RECORDS ->
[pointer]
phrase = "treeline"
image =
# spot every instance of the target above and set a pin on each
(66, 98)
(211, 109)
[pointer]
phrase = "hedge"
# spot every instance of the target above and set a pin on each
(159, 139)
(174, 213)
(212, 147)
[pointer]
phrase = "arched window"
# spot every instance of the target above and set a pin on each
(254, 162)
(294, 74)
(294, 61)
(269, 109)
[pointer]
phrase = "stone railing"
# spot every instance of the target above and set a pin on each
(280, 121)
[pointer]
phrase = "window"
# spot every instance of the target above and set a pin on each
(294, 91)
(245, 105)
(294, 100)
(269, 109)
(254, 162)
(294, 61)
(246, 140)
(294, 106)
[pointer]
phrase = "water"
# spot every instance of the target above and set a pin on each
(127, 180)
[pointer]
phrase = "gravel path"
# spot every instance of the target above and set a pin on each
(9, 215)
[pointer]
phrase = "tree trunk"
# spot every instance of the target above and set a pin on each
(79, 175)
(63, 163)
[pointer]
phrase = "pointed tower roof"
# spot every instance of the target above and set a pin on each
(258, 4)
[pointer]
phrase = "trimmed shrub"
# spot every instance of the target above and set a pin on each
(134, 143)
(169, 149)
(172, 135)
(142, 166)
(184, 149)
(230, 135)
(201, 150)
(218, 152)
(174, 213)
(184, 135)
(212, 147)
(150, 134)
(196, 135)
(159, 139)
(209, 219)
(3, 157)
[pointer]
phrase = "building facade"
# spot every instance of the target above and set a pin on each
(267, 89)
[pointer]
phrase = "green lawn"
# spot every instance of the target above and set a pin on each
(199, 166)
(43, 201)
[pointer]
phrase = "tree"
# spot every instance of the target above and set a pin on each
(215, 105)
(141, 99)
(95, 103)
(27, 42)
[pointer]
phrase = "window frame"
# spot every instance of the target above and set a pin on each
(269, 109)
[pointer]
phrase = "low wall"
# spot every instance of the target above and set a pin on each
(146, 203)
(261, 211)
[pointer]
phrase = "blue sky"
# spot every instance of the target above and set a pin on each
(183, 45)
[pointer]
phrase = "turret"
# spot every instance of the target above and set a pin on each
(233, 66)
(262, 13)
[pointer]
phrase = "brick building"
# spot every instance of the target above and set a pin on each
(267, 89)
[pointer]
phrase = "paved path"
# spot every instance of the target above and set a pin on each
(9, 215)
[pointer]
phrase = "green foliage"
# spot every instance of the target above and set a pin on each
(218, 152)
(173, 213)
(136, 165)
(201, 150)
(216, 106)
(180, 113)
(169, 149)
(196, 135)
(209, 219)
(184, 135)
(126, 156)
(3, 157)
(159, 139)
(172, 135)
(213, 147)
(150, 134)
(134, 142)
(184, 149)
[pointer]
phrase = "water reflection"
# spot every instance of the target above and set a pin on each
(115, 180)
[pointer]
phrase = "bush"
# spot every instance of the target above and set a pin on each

SHORT PROBLEM ->
Make an exact copy of the records.

RESULT FOR THIS EXERCISE ->
[pointer]
phrase = "treeline"
image =
# spot every instance of the target above and set a pin on each
(66, 98)
(211, 109)
[pointer]
phrase = "hedge"
# spot every instance of the target above and set a pin on each
(159, 139)
(174, 213)
(212, 147)
[pointer]
phrase = "arched window"
# spot every instance of the target above and set a pin on each
(254, 162)
(294, 74)
(294, 61)
(269, 109)
[pointer]
phrase = "stone railing"
# spot every instance of the target above and set a pin on each
(280, 121)
[pointer]
phrase = "window"
# spot every instance of the target above and set a pin on each
(294, 91)
(245, 105)
(294, 100)
(269, 109)
(254, 162)
(294, 61)
(246, 140)
(294, 106)
[pointer]
phrase = "water"
# spot every instance of the target above and set a pin on each
(127, 180)
[pointer]
phrase = "gravel path"
# spot every instance of the target above and set a pin on each
(9, 215)
[pointer]
phrase = "tree trunk"
# spot every instance of the target above and set a pin on each
(79, 175)
(63, 163)
[pointer]
phrase = "pointed tower roof"
# spot every instance of the target above and set a pin on each
(258, 4)
[pointer]
phrase = "trimmed shrub"
# spot every instance of the target above and set a pin on each
(134, 143)
(169, 149)
(172, 135)
(142, 166)
(184, 149)
(230, 135)
(201, 150)
(218, 152)
(174, 213)
(184, 135)
(212, 147)
(150, 134)
(196, 135)
(159, 139)
(209, 219)
(3, 157)
[pointer]
phrase = "building facade"
# spot every instance of the target above and set a pin on each
(267, 89)
[pointer]
phrase = "green lawn"
# spot every instance of the target above and set a pin on each
(199, 166)
(43, 201)
[pointer]
phrase = "tree"
# spot every instance of the target above and set a pin on each
(215, 105)
(141, 99)
(95, 103)
(27, 42)
[pointer]
phrase = "window frame"
# spot every instance of the target above and set a pin on each
(269, 109)
[pointer]
phrase = "low wall"
# spot every instance of the target above and set a pin on each
(146, 203)
(261, 211)
[pointer]
phrase = "blue sky"
# spot every instance of the target above and set a pin on each
(183, 45)
[pointer]
phrase = "turret"
# spot every instance of the target above and set a pin on each
(233, 66)
(262, 13)
[pointer]
phrase = "brick building"
# spot every instance of the target above and set a pin on each
(267, 89)
[pointer]
phrase = "paved path"
# spot every instance of the target above and set a pin on each
(9, 215)
[pointer]
phrase = "green foliage"
# spot every instance of the target above and set a pin on each
(218, 152)
(173, 213)
(136, 165)
(201, 150)
(216, 106)
(180, 113)
(169, 149)
(196, 135)
(209, 219)
(184, 135)
(126, 156)
(3, 157)
(159, 139)
(172, 135)
(213, 147)
(150, 134)
(134, 142)
(184, 149)
[pointer]
phrase = "water reflection"
# spot every instance of the target above and set a pin on each
(115, 180)
[pointer]
phrase = "bush"
# spot every instance of the target above and set a pin on each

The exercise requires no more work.